Source records:
►

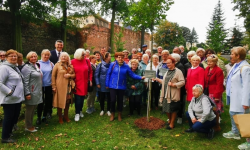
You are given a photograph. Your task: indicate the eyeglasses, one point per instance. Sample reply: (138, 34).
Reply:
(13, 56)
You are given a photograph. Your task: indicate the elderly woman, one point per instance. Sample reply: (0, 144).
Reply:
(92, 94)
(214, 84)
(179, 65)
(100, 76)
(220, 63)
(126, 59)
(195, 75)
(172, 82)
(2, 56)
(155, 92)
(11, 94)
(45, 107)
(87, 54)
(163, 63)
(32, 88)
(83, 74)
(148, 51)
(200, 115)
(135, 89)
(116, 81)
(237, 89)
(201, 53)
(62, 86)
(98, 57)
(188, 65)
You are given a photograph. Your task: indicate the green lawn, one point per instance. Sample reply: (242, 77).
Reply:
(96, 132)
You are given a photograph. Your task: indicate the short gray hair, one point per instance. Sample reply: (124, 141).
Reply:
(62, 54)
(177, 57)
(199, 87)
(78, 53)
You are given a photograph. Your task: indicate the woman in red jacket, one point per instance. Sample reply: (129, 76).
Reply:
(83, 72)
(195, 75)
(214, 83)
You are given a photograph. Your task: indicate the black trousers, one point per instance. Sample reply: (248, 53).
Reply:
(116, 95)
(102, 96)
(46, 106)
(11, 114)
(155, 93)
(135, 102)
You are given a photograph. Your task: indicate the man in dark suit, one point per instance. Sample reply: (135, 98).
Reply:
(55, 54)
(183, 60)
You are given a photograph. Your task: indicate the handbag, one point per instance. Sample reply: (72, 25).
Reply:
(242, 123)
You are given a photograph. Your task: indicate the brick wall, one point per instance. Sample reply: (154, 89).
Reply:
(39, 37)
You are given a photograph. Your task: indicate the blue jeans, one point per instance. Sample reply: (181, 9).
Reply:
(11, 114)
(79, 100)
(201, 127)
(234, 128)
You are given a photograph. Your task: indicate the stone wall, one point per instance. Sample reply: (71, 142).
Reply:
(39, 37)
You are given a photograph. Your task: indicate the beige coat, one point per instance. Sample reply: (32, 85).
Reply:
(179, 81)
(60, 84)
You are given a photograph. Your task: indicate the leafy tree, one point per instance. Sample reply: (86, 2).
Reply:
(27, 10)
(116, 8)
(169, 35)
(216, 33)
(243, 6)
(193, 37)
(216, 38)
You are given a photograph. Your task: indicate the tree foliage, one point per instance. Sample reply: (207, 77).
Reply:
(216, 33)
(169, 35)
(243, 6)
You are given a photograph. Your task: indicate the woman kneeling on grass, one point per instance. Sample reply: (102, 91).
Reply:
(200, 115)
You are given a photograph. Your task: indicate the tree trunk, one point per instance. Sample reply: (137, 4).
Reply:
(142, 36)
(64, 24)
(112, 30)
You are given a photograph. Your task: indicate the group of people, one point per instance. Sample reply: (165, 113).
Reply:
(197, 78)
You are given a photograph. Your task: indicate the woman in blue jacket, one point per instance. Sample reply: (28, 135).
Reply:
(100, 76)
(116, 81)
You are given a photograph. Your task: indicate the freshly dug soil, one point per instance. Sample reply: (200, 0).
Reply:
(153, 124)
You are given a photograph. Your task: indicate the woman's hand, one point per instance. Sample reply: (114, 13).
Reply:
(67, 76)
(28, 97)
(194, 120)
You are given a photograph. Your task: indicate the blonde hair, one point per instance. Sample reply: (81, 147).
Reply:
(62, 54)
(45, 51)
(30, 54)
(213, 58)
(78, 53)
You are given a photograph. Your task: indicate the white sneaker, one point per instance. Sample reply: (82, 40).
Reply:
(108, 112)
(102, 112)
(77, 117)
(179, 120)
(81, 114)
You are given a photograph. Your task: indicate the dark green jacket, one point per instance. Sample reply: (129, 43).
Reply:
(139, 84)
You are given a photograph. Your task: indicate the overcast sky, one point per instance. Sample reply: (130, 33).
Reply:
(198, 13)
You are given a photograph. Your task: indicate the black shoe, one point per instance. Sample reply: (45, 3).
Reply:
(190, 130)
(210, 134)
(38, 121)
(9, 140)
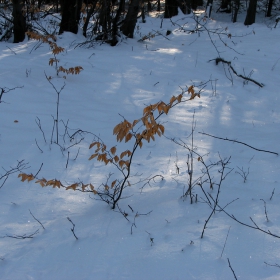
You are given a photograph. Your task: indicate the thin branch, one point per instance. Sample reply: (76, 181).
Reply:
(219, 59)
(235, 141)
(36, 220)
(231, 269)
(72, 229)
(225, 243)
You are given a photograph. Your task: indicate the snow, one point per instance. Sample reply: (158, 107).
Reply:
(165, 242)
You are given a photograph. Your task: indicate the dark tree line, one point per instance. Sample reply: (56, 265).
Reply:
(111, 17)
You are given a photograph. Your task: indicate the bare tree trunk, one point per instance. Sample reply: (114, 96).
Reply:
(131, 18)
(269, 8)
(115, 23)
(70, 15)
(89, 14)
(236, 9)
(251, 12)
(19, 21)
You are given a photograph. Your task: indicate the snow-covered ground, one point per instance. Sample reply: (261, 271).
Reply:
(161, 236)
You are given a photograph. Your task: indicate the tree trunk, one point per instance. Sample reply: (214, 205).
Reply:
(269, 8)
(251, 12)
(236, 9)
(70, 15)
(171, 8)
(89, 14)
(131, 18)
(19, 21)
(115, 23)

◄

**Brief**. Where does "green" occur in the data? Copy each line that has it.

**Reply to the task**.
You are given a photograph. Your task: indicate the green lawn, one point per instance. Sample reply: (242, 77).
You are given a photograph. Your task: indicate the dark green jacket, one point per instance. Sample reply: (129, 43).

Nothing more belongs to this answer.